→ AIM OF THE EXERCISE: Each line that contains "cloud" needs to be copied from the listing.
SUPPLIED RECORDS Start Marker
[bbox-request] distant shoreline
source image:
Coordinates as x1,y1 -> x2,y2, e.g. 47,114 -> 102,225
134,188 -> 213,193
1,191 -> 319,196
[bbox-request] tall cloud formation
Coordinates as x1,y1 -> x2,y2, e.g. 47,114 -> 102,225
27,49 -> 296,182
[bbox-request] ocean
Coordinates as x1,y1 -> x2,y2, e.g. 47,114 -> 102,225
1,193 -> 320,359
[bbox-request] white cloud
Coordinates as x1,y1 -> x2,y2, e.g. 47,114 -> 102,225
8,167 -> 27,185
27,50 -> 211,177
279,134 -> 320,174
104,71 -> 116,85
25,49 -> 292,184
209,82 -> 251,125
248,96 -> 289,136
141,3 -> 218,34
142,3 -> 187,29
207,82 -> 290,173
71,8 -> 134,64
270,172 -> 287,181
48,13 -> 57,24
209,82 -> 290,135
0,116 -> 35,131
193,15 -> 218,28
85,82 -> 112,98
SUPPLIED RECORDS End Marker
→ THE ANSWER:
[bbox-request] tall cloud formation
[bbox-request] white cloud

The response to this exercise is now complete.